_Отрывок_
⟨
Диссиденты — страница 89 из 92

Некоторые стихи и размышления не были предназначены для глаз начальства, и я их прятал. Кума между тем интересовали в моей камере именно бумаги и ничто другое.

Тогда мы разделили с уголовниками обязанности. В моей камере в полу был тайник, сделанный ребятами, когда они сидели в моей камере, пока я был в больнице в Табаге. Тайник не был засвечен, но пустовал. Постепенно из других камер мне передали весь инструмент, запасы чая и махорки, сувениры, ножи, деньги и всякую прочую запрещенную ерунду. Я забил этим тайник в полу и еще один сделал сам – в потолке. Теперь у меня в камере был почти весь буровский общак. Я же свои записи отдал в другую камеру, где менты на бумаги не обращали ровно никакого внимания. Это было правильное решение.
⟩
_Что сделать_
[1] Ответьте по отрывку о тайниках в тюремной камере:
(а) Что именно интересовало кума в камере рассказчика?
(б) В какой больнице был рассказчик, когда ребята делали тайник в полу?
(в) Где рассказчик сам сделал ещё один тайник?
[2] Допишите продолжение отрывка о тайниках в тюремной камере. Начните сразу после фразы «Это было правильное решение».

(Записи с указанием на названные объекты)
⟨
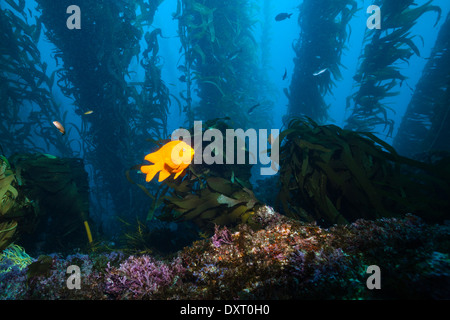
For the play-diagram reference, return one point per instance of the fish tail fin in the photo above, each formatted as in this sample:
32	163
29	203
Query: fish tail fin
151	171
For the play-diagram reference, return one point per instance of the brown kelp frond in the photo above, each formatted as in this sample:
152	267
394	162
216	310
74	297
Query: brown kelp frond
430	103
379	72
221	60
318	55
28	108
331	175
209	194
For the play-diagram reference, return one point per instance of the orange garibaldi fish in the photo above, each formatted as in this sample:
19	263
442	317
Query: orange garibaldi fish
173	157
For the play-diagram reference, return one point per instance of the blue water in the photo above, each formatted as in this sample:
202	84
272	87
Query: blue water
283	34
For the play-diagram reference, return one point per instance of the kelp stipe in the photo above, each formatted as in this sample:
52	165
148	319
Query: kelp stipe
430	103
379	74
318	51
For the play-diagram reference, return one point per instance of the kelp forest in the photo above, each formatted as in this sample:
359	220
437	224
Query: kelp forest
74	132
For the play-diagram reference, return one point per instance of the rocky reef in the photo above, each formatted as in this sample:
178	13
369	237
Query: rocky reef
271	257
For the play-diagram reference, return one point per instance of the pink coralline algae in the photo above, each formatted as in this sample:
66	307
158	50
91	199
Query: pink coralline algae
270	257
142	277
⟩
⟨
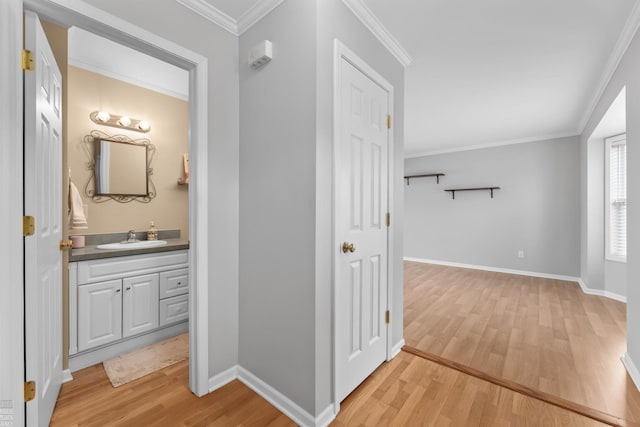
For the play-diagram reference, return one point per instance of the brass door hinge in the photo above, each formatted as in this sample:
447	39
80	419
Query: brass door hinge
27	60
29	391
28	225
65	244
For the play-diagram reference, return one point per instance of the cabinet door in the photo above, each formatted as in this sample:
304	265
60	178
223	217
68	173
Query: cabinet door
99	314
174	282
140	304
⟩
_Ответы по порядку_
[1]
(а) Бумаги и ничто другое.
(б) В больнице в Табаге.
(в) В потолке.

[2]
Через некоторое время режимник и кум спохватились, что уже давно не изымали в ПКТ ничего запрещенного. Провели несколько капитальных шмонов с выводом всех зэков в коридор или в прогулочные дворики. Ничего не нашли. Но при этом тупо искали у меня бумаги, а у них – все остальное. Ментам не могло прийти в голову, что общак хранится у меня. Они считали, что политический на это не способен. Я же по мере необходимости передавал в другие камеры то, о чем меня просили. Менты так никогда мой тайник и не нашли.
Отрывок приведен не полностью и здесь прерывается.